AUSGEWÄHLTE PASSAGE

────────────────────

Die tunesische Bewegung in anderen Formen weiterführen (Interview)

Revolution im Maghreb

Interview mit einem tunesischen Genossen. 16. Februar, Kollektiv Lieux Communs
Das Signal des Sieges des tunesischen Aufstands wirkt sich immer noch auf das Geschehen ausserhalb der tunesischen Grenzen aus: Das Ende Mubaraks in Ägypten, eine Schwerpunktregion der arabischen Welt, ist von kapitaler Wichtigkeit. Als tunesische Revolutionäre erlebt ihr seit zwei Monaten Momente, die extrem selten sind und ein ganzes Leben prägen. Inwiefern kann man diese Ereignisse mit den grossen Unabhängigkeitsbewegungen in der Nachkriegszeit vergleichen?

 

„Im Moment fühlen sich alle arabischen Völker von einer schweren Last befreit, obwohl der Sturz Mubaraks noch lange nicht alle Probleme gelöst hat. Aber dieser wichtige Sieg ist hauptsächlich symbolisch, denn er bedeutet, dass diese Völker mit der Angst und der freiwilligen und auferlegten Knechtschaft abgeschlossen haben. Es ist ein Ereignis, das weit wichtiger ist als die Epoche der nationalen Befreiungen, denn es öffnet grenzenlose Perspektiven: es ist der Beginn eines demokratischen Prozesses.

────────────────────

ROHDATEN
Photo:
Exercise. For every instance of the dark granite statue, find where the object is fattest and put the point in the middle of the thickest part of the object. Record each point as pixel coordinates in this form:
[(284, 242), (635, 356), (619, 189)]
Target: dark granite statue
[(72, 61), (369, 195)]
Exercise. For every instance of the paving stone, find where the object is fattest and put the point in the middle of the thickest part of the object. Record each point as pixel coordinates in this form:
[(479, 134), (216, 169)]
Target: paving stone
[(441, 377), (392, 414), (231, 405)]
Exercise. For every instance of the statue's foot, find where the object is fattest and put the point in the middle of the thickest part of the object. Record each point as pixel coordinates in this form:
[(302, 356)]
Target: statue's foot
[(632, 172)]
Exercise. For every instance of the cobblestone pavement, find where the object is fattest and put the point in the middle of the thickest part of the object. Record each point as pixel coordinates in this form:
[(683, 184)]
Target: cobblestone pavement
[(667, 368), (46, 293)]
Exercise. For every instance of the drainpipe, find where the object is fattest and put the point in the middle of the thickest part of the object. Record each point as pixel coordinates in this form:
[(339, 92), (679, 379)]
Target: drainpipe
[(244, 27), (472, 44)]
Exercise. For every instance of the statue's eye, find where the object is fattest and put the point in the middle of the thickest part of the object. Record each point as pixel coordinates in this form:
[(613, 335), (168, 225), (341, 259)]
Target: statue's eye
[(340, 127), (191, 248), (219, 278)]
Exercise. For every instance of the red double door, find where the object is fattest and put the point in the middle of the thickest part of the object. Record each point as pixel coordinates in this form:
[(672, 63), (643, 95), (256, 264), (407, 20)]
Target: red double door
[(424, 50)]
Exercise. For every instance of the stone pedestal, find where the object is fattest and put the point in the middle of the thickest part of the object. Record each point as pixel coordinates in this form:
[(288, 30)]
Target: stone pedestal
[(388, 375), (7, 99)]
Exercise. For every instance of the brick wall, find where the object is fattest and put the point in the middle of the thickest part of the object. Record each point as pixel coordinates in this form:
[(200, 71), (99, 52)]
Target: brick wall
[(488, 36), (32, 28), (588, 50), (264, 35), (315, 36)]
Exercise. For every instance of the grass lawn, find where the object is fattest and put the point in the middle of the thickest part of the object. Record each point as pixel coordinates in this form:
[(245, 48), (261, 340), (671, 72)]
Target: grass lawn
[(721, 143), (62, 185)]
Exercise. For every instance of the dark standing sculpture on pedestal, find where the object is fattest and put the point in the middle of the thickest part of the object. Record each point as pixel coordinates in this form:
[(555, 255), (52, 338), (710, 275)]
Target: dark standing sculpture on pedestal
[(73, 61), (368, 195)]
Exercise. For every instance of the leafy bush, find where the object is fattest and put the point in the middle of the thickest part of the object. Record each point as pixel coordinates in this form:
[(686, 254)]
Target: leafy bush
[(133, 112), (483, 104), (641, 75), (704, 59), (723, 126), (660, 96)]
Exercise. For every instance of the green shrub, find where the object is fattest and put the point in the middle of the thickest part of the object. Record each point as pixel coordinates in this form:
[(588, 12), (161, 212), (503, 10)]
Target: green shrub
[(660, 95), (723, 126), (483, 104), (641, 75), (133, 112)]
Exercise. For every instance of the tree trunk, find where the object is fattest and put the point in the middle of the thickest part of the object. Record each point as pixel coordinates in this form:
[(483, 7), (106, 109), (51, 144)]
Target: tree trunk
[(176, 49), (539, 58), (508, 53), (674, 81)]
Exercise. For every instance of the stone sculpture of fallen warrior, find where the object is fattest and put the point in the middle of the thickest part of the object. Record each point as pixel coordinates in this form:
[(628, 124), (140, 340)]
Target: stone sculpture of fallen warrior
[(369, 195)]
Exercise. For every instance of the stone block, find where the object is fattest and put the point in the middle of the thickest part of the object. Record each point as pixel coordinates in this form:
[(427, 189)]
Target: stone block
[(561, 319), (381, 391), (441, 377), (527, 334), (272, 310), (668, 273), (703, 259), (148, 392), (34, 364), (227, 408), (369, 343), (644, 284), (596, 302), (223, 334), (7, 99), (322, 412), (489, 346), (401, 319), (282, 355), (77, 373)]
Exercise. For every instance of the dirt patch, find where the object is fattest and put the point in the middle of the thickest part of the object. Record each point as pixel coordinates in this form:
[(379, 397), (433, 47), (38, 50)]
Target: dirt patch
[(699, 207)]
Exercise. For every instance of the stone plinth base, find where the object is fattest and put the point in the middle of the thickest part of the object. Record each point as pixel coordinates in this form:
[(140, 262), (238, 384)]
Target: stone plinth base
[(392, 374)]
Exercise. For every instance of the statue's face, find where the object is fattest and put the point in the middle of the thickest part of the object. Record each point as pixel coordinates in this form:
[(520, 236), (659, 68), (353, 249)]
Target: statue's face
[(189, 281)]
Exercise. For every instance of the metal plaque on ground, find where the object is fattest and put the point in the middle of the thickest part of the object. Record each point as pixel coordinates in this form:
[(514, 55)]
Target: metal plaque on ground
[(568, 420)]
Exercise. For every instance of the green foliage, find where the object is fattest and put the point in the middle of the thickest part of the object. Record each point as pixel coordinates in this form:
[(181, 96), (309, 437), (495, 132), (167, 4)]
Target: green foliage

────────────────────

AUFGABE
Tauschen Sie im Interview "Nachkriegszeit" gegen "Zeit nach 1945" aus und geben Sie dabei den Abschnitt wieder, der mit "Die tunesische Bewegung" beginnt und bis einschließlich "der Nachkriegszeit vergleichen?" reicht. Die Zeilen spielen dabei keine Rolle.

LÖSUNG
Die tunesische Bewegung in anderen Formen weiterführen (Interview)

Revolution im Maghreb

Interview mit einem tunesischen Genossen. 16. Februar, Kollektiv Lieux Communs
Das Signal des Sieges des tunesischen Aufstands wirkt sich immer noch auf das Geschehen ausserhalb der tunesischen Grenzen aus: Das Ende Mubaraks in Ägypten, eine Schwerpunktregion der arabischen Welt, ist von kapitaler Wichtigkeit. Als tunesische Revolutionäre erlebt ihr seit zwei Monaten Momente, die extrem selten sind und ein ganzes Leben prägen. Inwiefern kann man diese Ereignisse mit den grossen Unabhängigkeitsbewegungen in der Zeit nach 1945 vergleichen?